** Opening Text passage block **

Manas Jamveha (มนัส แจ่มเวหา) is Director General of The Comptroller General’s Department Thailand.

== Education ==
Manas earned bachelor's degree in law, and a master's degree in political science from Thammasat University. He earned a master's degree in business administration from Sukhothai Thammathirat Open University.

== Work ==
Manas has been director of the Fiscal Law and Regulation Standard Bureau, and Deputy Director General and Advisor on Fiscal System Development of The Comptroller General’s Department Thailand. From October 1, 2010, to September 30, 2011, he was Inspector General of The Ministry of Finance, and from October 1, 2011, to September 30, 2012, he was Deputy Permanent Secretary of Ministry of Finance. He has been Director General of The Comptroller General’s Department Thailand since October 1, 2012.

== Royal Decorations ==
Manas has received the following royal decorations in the Honours System of Thailand:
- 2014 Knight Grand Cross (Special Class) of The Most Exalted Order of The White Elephant.
- 2009 Knight Grand Cordon (Special Class) of The Most Noble Order of The Crown of Thailand.
- 2006 Knight Grand Cross (First Class) of The Most Exalted Order of The White Elephant.
- 2003 Knight Grand Cross (First Class) of The Most Noble Order of The Crown of Thailand.

** Closing Text passage block **

* Prompt A
Reproduce the biography from "Manas Jamveha (มนัส" to "October 1, 2012.", inclusive, renaming "Manas" as "Mr. Manas" wherever it occurs.
* Prompt B
Answer these questions using the biography.
(i) From which university did Manas earn his master's degree in business administration?
(ii) On what date did he become Director General of The Comptroller General’s Department Thailand?
(iii) In what year did he receive the Knight Grand Cordon (Special Class) of The Most Noble Order of The Crown of Thailand?
The records are taken from a separate source.

** Opening Information block **

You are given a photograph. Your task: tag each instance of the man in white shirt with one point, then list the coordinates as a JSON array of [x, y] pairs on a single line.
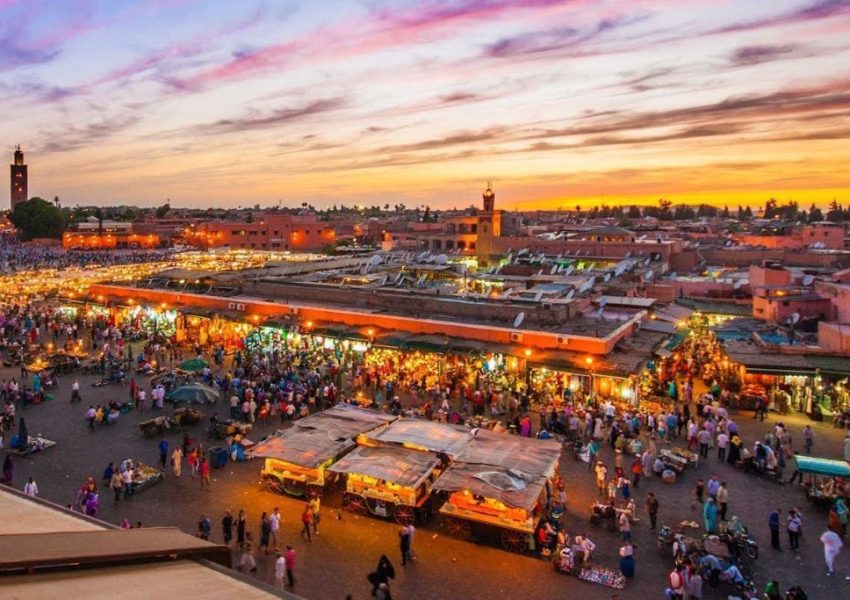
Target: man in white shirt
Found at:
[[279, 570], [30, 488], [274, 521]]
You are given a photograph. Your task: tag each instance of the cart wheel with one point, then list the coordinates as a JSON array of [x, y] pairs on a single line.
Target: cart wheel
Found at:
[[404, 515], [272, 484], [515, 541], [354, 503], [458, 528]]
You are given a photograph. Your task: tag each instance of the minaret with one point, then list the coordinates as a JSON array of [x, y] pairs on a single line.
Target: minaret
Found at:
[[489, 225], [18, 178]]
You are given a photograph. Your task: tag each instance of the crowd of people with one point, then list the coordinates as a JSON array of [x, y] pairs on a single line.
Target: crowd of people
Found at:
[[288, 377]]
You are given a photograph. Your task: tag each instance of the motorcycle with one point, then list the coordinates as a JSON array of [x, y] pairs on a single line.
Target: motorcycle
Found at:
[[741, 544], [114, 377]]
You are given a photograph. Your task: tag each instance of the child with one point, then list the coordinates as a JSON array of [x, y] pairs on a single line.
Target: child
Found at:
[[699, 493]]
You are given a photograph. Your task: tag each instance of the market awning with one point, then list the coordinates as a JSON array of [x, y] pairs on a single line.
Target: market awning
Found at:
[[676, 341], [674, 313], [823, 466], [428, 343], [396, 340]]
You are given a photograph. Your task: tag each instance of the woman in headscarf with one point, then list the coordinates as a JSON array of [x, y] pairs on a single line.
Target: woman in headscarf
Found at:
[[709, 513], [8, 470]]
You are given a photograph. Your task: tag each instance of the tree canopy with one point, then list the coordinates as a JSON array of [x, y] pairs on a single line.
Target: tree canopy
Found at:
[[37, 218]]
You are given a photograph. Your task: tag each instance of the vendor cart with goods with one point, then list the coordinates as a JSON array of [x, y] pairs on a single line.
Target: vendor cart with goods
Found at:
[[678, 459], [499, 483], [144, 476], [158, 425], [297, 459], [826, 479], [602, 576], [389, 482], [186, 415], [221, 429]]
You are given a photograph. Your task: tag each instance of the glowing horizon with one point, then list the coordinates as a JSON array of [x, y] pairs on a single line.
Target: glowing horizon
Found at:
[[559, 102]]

** Closing Information block **

* Reply A
Mr. Manas Jamveha (มนัส แจ่มเวหา) is Director General of The Comptroller General’s Department Thailand.

== Education ==
Mr. Manas earned bachelor's degree in law, and a master's degree in political science from Thammasat University. He earned a master's degree in business administration from Sukhothai Thammathirat Open University.

== Work ==
Mr. Manas has been director of the Fiscal Law and Regulation Standard Bureau, and Deputy Director General and Advisor on Fiscal System Development of The Comptroller General’s Department Thailand. From October 1, 2010, to September 30, 2011, he was Inspector General of The Ministry of Finance, and from October 1, 2011, to September 30, 2012, he was Deputy Permanent Secretary of Ministry of Finance. He has been Director General of The Comptroller General’s Department Thailand since October 1, 2012.

* Reply B
(i) Sukhothai Thammathirat Open University
(ii) October 1, 2012
(iii) 2009